==== GIVEN RECORDS ====

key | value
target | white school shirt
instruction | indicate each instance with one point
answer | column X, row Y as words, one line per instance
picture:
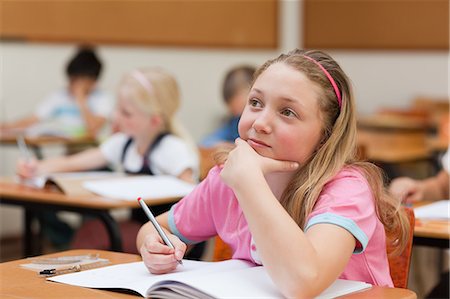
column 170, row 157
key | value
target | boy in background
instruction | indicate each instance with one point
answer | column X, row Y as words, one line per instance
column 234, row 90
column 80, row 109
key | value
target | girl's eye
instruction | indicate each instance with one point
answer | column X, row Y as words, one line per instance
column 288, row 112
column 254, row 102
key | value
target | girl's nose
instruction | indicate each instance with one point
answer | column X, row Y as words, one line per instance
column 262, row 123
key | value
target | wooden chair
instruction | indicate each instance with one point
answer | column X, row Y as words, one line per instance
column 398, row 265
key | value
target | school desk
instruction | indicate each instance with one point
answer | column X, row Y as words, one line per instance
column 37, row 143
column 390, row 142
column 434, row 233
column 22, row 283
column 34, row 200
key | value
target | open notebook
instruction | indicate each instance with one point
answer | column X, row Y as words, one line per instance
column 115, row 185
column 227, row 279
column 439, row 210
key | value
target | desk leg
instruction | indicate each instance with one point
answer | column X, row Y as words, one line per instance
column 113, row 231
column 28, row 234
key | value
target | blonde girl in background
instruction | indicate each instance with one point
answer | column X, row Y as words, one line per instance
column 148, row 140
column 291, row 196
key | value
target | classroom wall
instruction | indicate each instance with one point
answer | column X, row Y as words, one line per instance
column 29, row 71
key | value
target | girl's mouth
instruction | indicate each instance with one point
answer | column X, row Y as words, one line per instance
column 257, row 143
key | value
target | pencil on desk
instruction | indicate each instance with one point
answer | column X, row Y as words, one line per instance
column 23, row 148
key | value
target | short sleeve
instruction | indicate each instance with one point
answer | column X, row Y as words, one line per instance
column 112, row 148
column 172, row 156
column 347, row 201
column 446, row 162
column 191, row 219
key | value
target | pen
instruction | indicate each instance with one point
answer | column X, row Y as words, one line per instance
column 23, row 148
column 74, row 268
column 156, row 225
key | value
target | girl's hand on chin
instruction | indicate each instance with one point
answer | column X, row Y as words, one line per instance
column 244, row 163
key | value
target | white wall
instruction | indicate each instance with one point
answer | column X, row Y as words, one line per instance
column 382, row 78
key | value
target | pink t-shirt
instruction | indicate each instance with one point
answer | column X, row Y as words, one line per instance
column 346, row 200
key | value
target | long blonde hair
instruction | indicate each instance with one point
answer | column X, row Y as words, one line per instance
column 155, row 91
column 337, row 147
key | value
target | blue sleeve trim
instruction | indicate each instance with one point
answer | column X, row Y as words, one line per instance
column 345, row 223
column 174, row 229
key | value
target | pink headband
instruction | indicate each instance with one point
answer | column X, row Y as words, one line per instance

====
==== GIVEN RECORDS ====

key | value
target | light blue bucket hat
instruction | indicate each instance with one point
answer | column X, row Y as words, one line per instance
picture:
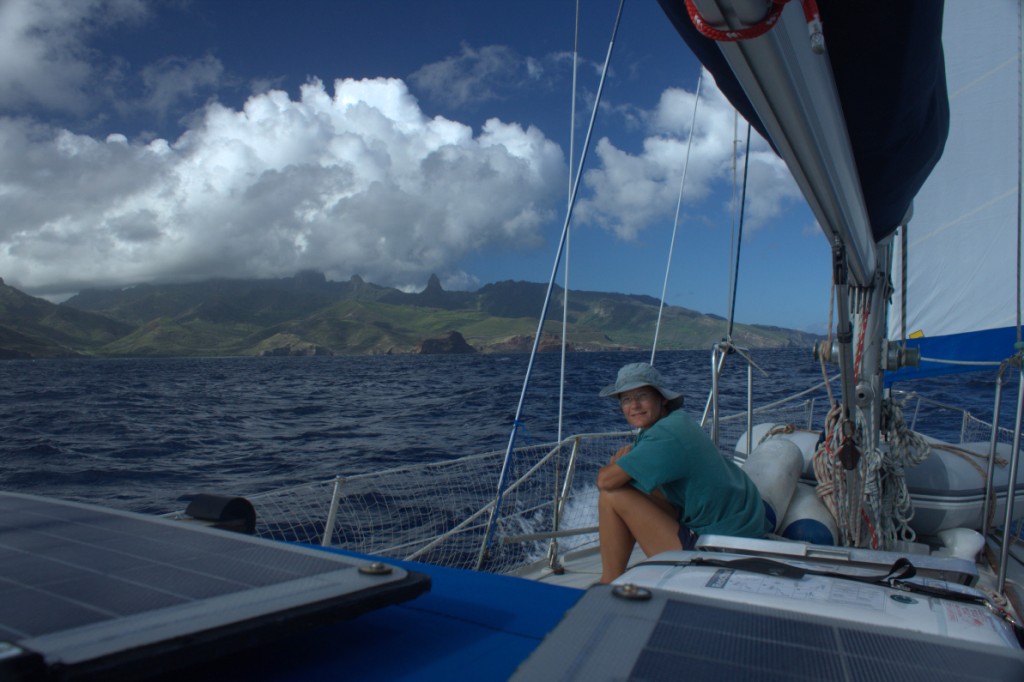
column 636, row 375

====
==== GIVEN RECORDS ====

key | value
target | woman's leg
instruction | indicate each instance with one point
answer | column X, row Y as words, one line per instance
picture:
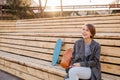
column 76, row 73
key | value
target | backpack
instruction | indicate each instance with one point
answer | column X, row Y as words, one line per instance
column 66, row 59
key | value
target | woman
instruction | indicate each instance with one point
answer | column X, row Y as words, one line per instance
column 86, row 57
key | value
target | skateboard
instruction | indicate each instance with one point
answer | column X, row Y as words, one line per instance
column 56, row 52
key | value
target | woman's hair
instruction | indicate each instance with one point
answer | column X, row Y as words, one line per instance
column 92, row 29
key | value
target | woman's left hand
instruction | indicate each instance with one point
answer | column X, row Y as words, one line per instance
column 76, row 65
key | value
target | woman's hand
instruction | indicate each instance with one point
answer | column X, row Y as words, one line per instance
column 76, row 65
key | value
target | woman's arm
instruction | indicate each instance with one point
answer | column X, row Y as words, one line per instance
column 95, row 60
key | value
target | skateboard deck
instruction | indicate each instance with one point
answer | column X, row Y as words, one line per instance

====

STATED EXERCISE → Locate each line in the rows above that contains the string "desk" and copy it out. Matching is case-sensitive.

FINAL ANSWER →
target | school desk
target | desk leg
target | pencil on desk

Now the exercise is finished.